PROVIDED DATA:

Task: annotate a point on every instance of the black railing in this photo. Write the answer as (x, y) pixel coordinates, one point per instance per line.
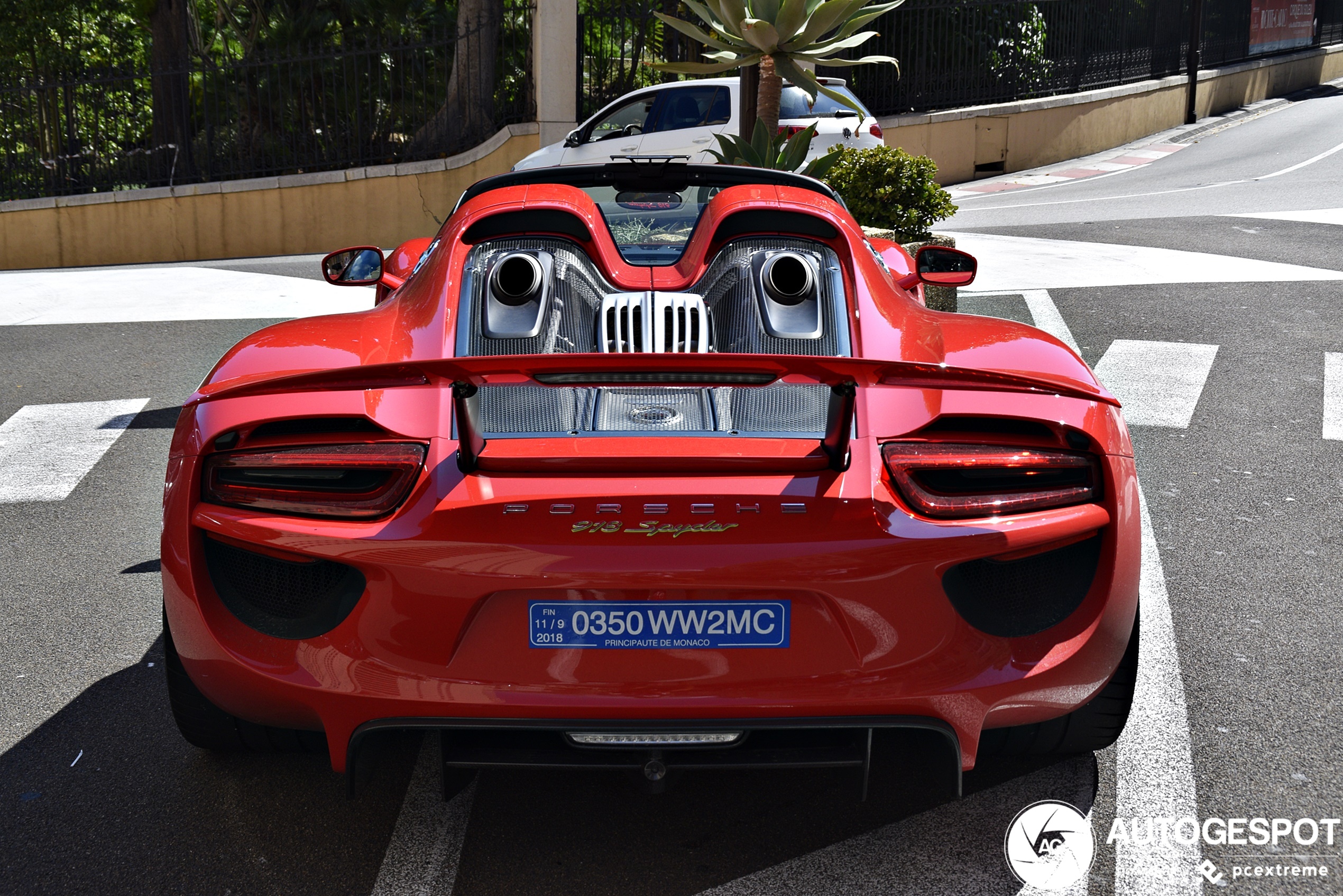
(617, 38)
(958, 53)
(220, 118)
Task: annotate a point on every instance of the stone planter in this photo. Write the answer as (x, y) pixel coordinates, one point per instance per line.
(939, 299)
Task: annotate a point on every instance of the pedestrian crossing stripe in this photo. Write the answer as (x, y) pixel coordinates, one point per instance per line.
(48, 449)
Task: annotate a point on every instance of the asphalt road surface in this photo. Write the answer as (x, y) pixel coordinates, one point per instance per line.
(1204, 281)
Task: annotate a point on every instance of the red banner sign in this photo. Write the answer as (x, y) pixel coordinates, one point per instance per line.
(1282, 25)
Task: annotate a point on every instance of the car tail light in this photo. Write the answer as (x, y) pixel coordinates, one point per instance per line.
(346, 482)
(954, 482)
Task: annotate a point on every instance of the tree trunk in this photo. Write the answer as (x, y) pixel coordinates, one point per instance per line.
(170, 30)
(749, 96)
(466, 116)
(767, 97)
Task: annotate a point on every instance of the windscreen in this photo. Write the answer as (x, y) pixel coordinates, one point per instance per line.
(652, 227)
(794, 103)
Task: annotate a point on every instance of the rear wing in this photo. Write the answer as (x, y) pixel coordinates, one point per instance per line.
(844, 376)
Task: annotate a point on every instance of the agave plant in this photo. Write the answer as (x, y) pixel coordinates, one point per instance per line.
(763, 151)
(778, 35)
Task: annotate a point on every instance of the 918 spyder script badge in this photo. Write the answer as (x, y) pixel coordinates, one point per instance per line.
(652, 527)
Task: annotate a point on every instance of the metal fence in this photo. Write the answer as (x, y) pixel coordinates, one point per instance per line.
(220, 118)
(958, 53)
(617, 38)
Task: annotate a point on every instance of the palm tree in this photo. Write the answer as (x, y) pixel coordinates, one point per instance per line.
(778, 35)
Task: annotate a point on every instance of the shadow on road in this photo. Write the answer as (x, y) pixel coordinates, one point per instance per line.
(143, 812)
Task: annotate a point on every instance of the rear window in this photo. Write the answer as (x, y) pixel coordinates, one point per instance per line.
(652, 227)
(794, 104)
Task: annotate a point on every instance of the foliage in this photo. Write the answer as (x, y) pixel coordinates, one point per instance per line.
(1017, 54)
(779, 35)
(775, 152)
(887, 187)
(618, 43)
(270, 88)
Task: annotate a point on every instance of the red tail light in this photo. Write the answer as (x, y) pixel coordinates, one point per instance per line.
(344, 482)
(954, 482)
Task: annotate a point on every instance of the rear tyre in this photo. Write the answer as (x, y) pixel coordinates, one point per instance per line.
(1084, 730)
(208, 727)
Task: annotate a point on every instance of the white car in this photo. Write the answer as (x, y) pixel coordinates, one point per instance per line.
(682, 118)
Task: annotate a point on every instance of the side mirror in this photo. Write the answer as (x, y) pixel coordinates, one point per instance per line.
(943, 266)
(357, 266)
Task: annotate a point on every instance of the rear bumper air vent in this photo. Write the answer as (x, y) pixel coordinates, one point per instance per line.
(669, 323)
(282, 598)
(1018, 598)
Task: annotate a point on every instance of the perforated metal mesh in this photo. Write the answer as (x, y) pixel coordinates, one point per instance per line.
(774, 409)
(573, 327)
(576, 299)
(660, 410)
(737, 315)
(280, 598)
(1018, 598)
(535, 409)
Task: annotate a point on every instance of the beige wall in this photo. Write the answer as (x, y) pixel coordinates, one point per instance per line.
(391, 203)
(375, 206)
(1053, 130)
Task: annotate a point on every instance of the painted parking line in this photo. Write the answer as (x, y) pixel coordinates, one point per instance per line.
(167, 294)
(1158, 383)
(48, 449)
(1154, 765)
(1307, 217)
(954, 848)
(1016, 264)
(1334, 396)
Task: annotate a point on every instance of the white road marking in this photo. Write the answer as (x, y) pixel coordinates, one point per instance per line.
(1158, 383)
(167, 294)
(955, 848)
(48, 449)
(1018, 264)
(426, 845)
(1154, 763)
(1334, 396)
(1310, 217)
(1303, 164)
(1154, 766)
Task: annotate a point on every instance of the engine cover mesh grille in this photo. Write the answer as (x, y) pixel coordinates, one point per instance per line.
(573, 326)
(656, 411)
(281, 598)
(1017, 598)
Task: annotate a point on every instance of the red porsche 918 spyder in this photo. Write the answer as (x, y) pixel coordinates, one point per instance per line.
(652, 467)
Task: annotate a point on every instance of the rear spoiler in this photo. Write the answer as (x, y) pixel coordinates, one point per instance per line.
(844, 375)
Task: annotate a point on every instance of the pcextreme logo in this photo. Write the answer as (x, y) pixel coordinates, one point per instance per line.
(1050, 845)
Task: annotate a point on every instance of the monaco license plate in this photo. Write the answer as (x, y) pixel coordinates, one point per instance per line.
(658, 624)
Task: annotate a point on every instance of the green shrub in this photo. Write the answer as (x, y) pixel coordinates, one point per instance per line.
(887, 187)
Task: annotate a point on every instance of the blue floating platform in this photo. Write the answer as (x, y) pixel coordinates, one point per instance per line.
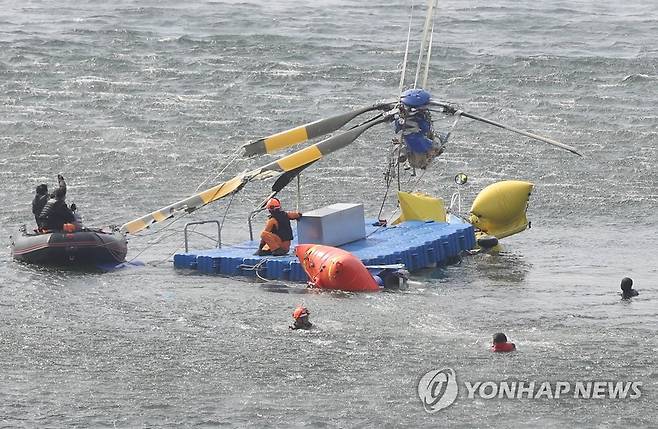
(415, 244)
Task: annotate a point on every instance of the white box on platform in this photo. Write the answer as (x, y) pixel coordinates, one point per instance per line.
(332, 225)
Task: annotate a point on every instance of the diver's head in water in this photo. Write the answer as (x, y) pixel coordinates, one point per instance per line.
(627, 290)
(301, 316)
(42, 189)
(626, 284)
(500, 338)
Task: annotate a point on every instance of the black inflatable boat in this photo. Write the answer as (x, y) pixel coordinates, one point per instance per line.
(88, 247)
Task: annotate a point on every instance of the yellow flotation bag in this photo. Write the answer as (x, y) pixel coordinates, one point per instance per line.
(419, 206)
(500, 208)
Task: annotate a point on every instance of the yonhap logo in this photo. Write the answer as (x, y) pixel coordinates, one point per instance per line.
(437, 389)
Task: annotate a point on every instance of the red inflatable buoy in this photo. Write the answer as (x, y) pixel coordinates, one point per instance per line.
(332, 268)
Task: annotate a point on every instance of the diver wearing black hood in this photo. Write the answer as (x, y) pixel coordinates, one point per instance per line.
(42, 197)
(56, 213)
(627, 290)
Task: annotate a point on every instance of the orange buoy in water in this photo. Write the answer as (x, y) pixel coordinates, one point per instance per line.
(332, 268)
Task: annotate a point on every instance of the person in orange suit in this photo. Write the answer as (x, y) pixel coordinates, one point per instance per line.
(277, 234)
(300, 317)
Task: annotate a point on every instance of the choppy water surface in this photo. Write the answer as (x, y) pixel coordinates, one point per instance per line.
(136, 103)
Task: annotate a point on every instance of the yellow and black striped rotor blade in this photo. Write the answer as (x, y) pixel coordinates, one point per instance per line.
(305, 132)
(188, 204)
(276, 168)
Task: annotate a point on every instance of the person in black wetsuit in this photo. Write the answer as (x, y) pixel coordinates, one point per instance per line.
(56, 213)
(627, 291)
(42, 197)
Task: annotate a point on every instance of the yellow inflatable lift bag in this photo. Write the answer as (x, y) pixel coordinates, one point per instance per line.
(419, 206)
(500, 208)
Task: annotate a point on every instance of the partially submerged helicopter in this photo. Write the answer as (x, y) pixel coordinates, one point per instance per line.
(416, 146)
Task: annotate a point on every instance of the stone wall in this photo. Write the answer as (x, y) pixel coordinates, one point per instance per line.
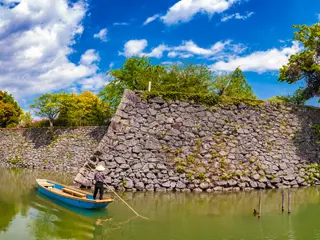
(59, 149)
(158, 145)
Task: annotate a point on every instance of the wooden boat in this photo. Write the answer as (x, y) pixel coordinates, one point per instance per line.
(70, 195)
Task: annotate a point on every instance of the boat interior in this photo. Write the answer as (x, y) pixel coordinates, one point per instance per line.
(67, 191)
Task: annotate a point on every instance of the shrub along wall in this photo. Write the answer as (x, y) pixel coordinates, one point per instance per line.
(59, 148)
(153, 144)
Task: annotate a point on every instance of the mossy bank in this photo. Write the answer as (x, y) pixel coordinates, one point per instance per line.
(161, 145)
(64, 149)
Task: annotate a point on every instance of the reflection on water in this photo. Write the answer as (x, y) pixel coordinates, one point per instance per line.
(25, 214)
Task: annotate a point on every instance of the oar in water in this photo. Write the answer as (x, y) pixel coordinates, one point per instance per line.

WORK TASK:
I need the lines from the line containing "Task: annotate a point on every instance of the stone wall" through the final line of the listing duplicated exactly, both ends included, with no pictures and nothing else.

OUTPUT FOR THIS EXERCISE:
Task: annotate a point on every instance of the stone wall in this photo. Write the answer as (x, y) pixel coordinates, one point per instance per line.
(59, 149)
(158, 145)
Task: annotate a point on every instance of the wooden boat in this photo. Write the answer as (x, y) pixel coordinates, one point per instance per line.
(70, 195)
Task: annotate a point on every instance of the boat interior in this photo. Write the answer as (x, y) pixel coordinates, one point per instance per line.
(67, 191)
Task: annotate a point on every instance of the shrub along wall in this photo. Write the answer as (x, y) pixel coordinates, one point per instance per line.
(59, 148)
(153, 144)
Task: annotate a point on every instance of the mossy bank in this photo. Write the answer as (x, y) pixel coordinates, one point per instance per line.
(161, 145)
(64, 149)
Task: annotate a point on every instance of the reflection on water in this photo. Write the answer as (x, y) pixel coordinates, one point per instance per line.
(25, 214)
Task: annotate a point on every instance of the oar in water in this photo. Write the answer as (x, y) pixel coordinates, one point per instance per line.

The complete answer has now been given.